WHAT IS NEEDED:
Without leaving out a single line, restate the entries below exactly.
SUPPLIED RECORDS START
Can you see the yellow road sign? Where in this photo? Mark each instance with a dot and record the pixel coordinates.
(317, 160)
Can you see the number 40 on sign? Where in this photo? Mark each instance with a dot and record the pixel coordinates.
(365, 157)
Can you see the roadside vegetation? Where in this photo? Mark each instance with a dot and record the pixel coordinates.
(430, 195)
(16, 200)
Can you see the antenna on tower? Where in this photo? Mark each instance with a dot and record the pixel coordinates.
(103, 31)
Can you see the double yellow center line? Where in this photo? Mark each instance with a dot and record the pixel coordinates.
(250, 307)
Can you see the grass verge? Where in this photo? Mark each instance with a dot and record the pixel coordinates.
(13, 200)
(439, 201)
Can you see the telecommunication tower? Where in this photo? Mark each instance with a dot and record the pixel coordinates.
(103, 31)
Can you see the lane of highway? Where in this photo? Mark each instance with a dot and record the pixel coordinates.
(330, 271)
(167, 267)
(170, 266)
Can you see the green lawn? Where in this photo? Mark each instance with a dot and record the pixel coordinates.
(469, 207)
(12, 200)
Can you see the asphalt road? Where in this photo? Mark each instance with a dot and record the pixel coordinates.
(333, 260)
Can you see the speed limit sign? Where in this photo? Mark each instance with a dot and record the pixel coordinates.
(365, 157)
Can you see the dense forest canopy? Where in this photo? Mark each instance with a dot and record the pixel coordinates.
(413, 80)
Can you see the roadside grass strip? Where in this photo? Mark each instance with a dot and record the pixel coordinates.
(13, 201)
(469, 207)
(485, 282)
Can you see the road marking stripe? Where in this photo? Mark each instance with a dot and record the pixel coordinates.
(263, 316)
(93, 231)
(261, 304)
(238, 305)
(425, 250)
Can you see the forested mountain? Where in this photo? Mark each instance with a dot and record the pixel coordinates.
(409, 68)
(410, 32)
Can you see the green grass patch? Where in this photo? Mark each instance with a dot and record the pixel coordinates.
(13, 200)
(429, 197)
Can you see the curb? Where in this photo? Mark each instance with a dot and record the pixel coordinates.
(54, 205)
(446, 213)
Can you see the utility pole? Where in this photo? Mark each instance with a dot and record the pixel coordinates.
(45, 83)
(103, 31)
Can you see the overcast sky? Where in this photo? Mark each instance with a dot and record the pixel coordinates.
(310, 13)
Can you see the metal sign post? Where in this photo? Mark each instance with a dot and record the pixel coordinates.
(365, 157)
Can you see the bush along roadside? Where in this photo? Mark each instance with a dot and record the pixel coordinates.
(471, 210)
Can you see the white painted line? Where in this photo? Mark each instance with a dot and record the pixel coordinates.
SUPPLIED RECORDS END
RESULT OF THIS EXERCISE:
Can you see the yellow road sign? Where in this photo? Mark each instance with a dot and record the pixel coordinates.
(317, 160)
Can you see the number 40 on sign? Where in this photo? Mark each instance with a dot and record the pixel coordinates.
(365, 157)
Can you see the roadside vegetation? Where in this photo? Mark each instance with a dot and record the pixel coordinates.
(430, 195)
(16, 200)
Can you see the antenna on tower? Where in this photo? Mark each instance with a dot and record the pixel coordinates.
(103, 31)
Can you see the double yellow center line? Where in this photo? Mark each instance with a dot and record the pixel coordinates.
(250, 307)
Can you see the grass verge? Where in this photo? Mark each instance with a dot and record the pixel coordinates.
(13, 200)
(439, 201)
Can you see the telecommunication tower? Where in this photo? Mark each instance with a dot and record the pixel coordinates.
(103, 31)
Can you see the lane of highway? Where in this photo? Mark each instance with a dot and record the pixel coordinates.
(330, 271)
(167, 267)
(170, 266)
Can you see the green lawn? Where in this photo? Mark each instance with a dot and record the pixel coordinates.
(469, 207)
(12, 200)
Can you see the asphalt road? Where in this photo? Mark each instance with a dot and record the pixel coordinates.
(333, 260)
Can you see the speed limit sign? Where in this photo? Mark each instance with a dot and record the pixel coordinates.
(365, 157)
Can you see the dense forest canopy? Where in this photo? Mark each instance with a dot and record the pixel coordinates.
(413, 80)
Can you see the roadside grass strip? Where in this photo? Mark each instance with a dot and record the pixel coordinates.
(13, 201)
(469, 207)
(485, 282)
Can you see the road marking stripe? Where in this photo? Mark each instance with a dot and record the pixel coordinates.
(263, 316)
(93, 231)
(261, 304)
(238, 305)
(425, 250)
Can you see the forested mountain? Where in this photo? Mark each instance with a dot and record the pixel coordinates.
(409, 68)
(410, 32)
Can you see the green grass patch? Where in this photo? Mark each instance with a dot and record the pixel coordinates.
(13, 200)
(429, 197)
Can you see the curb? Where in this photo? Mark each instance with a dot and record the pixel coordinates.
(54, 205)
(446, 213)
Can you see the utility pole? Where in this photo? Mark each instance with a dot and record the pixel coordinates.
(45, 83)
(103, 31)
Can you see the overcast sky? Where in this photo? Mark each instance with a dot and record the pixel coordinates.
(310, 13)
Can you see the metal sign post? Where in this photo? Mark each instance with a dot and record the pixel coordinates.
(365, 157)
Can you see the bush along roadside? Where in this photo? Mark each instance with a dot and record the pixel coordinates.
(471, 210)
Can you see the white painted line? Where in this photo? Mark each instance with a dot and record the pixel coordinates.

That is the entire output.